» Kısa soru a
İnsanın arzuları üzerine olan metne göre aşağıdaki soruları yanıtlayın.
(i) Akıl, kalp ve ruh sırasıyla neye ihtiyaç duyar?
(ii) İsm-i Ferd'in Altıncı İşaretinde misal olarak hangi arzu verilmiştir?
(iii) Bu arzuya işaret eden faaliyetler olarak hangileri sayılmıştır?

» Okuma metni
^^^^^^^^

İnsanın arzuları

İkinci Şuayı Anlamak-36

Üzerinde düşündüğümüz ve ism-i Ferd’in altıncı işaretinin ilk cümlesinden muktebes cümle budur: Ferdiyet-i Rabbaniye ve Vahdet-i İlahiye, zîşuur ve zîaklın, hususen insanın metalibinin ve arzularının husul bulmasının menbaı ve yegane çaresidir.

Biz sadece insan üzerinde düşünelim şimdilik. İnsanın talebleri ve arzuları nelerdir?

Nefsinin, aklının, kalbinin, ruhunun ve sayısız maddi ve manevi cihazlarının ihtiyaçları vardır. Aklın ilme, kalbin muhabbete, ruhun kendine münasib lezzete ihtiyacı vardır. Ruh bu ihtiyacını müşahedetullah ile ve içinde Allah’ı müşahade ettiği işler ile iştigalle karşılayabilir. 

İsm-i Ferd’in Altıncı İşaretinde bu ihtiyaçlar içinde en şiddetli ve sarsılmaz ve aşk derecesinde olan “beka arzusu” misal olarak verilmiştir. Bu arzu her insanın arzusudur. Yazmak, film çekmek, fotoğraf çekmek gibi faaliyetler de bu beka arzusuna işaret ederler ki insan bu dünyadan gittiğinde bile varlığını bir vecih ile sürdürme isteği duyar. Evlat ve torunlarının ve onlardan gelecek neslin kendinden sonra dünyada kalmasından da bu vecih ile de lezzet alır.

Evet insanın ebede bakan ihtiyaçlarını ancak ebed’in sahibi karşılayabilir. Fani âlemden onu alıp bâki olana götürecek olan elbette bu iki âlemin de şeriksiz sahibi olsa gerek. İnsana verirken hiçbir sebeb ile vermediği ruhunu Azrail (as) ın nezaretinde alacak, kabir hududundan, berzah hududundan, mahşer hududundan ve sırat köprüsünden geçirerek ebedî saadete mazhar edecek olan kim olabilir?

^^^^^^^^

» Kısa soru b
Aşağıdaki kayıtlarda "people" sözcüğünü içeren her satırı ayıklayıp olduğu gibi yazın.

Adı verilen nesneleri işaretleme kayıtları
^^^^^^^^

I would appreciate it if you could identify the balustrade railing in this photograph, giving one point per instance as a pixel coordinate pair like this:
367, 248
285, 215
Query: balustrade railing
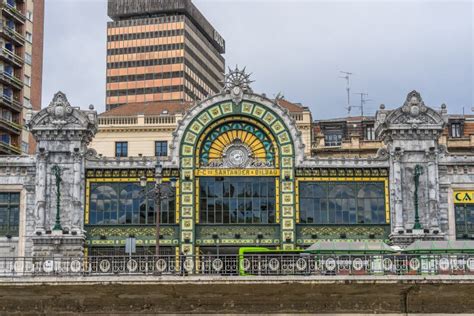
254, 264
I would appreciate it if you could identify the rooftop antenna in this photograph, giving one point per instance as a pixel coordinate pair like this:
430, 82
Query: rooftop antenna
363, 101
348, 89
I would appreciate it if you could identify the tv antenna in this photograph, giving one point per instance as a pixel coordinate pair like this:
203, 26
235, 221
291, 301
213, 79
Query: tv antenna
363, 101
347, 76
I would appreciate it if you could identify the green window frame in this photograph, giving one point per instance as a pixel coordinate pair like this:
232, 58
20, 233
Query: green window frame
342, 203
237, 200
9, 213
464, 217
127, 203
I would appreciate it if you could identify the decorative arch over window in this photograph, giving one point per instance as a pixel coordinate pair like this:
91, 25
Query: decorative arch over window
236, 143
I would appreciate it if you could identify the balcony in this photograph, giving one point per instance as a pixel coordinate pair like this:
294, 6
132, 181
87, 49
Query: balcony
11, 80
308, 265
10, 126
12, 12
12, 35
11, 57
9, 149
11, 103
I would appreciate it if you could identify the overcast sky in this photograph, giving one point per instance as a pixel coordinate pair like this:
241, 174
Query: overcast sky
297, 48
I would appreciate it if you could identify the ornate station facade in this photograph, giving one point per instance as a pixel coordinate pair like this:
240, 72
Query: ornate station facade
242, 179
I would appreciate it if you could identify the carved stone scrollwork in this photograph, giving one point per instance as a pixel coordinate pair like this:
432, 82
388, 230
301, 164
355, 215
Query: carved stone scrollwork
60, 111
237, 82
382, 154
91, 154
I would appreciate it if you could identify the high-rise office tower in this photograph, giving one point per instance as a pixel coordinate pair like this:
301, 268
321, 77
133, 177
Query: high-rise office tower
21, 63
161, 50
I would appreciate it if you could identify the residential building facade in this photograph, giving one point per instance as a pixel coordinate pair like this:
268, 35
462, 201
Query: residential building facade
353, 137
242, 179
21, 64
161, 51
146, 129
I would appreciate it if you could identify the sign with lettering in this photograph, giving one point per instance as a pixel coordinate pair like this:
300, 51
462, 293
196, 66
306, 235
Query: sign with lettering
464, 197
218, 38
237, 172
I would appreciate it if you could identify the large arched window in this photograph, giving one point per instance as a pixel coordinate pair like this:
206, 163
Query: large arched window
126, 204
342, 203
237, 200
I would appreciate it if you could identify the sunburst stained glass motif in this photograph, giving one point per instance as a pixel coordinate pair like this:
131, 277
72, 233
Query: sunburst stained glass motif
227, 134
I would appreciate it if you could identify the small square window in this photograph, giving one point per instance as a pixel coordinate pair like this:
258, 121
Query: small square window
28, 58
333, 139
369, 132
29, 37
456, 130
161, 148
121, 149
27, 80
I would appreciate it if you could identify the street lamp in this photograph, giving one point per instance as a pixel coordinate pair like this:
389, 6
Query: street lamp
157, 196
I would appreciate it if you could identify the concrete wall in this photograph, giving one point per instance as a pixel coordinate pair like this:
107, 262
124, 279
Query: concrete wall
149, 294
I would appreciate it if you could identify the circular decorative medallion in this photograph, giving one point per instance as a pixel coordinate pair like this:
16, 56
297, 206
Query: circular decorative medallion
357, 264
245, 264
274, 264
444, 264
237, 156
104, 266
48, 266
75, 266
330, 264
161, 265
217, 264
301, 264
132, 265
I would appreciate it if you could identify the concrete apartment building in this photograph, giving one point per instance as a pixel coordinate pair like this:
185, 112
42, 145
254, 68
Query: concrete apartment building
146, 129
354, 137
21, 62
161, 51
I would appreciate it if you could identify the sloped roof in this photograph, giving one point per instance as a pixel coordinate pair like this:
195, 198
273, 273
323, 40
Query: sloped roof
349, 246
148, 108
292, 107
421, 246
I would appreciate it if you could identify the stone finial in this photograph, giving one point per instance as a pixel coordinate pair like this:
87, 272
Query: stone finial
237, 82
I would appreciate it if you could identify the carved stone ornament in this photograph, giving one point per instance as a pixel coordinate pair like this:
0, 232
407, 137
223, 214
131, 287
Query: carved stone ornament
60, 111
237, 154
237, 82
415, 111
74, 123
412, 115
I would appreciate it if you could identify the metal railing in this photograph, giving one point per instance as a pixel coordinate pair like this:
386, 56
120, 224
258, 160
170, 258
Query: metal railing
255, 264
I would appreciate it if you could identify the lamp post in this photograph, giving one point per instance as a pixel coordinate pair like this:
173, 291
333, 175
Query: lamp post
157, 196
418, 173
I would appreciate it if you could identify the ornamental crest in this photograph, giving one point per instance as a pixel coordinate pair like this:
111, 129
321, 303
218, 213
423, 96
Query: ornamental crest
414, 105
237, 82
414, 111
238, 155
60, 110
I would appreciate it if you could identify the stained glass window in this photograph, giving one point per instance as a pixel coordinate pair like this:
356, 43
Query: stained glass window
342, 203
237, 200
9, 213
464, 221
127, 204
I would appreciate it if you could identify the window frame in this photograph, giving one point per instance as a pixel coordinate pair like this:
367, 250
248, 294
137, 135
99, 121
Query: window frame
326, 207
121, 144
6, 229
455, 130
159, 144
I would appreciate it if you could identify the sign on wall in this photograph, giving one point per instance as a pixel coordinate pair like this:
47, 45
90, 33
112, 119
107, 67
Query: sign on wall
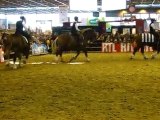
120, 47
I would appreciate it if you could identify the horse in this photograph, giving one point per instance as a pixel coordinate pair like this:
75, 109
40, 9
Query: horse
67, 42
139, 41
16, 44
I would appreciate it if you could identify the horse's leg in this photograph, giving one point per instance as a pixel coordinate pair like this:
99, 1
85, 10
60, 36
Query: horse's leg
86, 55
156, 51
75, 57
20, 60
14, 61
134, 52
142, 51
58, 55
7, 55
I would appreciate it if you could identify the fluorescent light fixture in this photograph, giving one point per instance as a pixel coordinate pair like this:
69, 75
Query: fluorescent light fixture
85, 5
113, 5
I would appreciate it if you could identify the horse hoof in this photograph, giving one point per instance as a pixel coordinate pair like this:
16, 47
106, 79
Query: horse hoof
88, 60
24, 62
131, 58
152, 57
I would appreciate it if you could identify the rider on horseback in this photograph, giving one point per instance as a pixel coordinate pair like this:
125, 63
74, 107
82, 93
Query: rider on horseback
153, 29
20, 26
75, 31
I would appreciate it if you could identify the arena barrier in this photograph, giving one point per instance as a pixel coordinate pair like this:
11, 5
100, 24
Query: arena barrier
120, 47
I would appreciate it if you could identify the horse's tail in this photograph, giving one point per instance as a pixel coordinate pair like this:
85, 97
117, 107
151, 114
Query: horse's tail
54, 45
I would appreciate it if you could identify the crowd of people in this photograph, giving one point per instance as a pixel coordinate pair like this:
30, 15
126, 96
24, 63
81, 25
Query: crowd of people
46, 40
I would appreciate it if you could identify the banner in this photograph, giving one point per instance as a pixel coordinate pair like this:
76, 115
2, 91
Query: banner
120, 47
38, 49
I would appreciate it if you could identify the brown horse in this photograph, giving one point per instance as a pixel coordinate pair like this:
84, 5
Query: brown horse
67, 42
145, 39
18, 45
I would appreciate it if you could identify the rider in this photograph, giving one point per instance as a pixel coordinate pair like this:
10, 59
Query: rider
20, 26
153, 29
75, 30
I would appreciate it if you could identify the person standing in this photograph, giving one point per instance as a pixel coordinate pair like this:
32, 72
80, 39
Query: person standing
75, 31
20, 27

^^^^^^^^

» Alıştırma cevabı a
(i) Akıl ilme, kalp muhabbete, ruh ise kendine münasip lezzete ihtiyaç duyar.
(ii) Beka arzusu misal olarak verilmiştir.
(iii) Yazmak, film çekmek ve fotoğraf çekmek sayılmıştır.

» Alıştırma cevabı b
I would appreciate it if you could identify the crowd of people in this photograph, giving one point per instance as a pixel coordinate pair like this:
Query: crowd of people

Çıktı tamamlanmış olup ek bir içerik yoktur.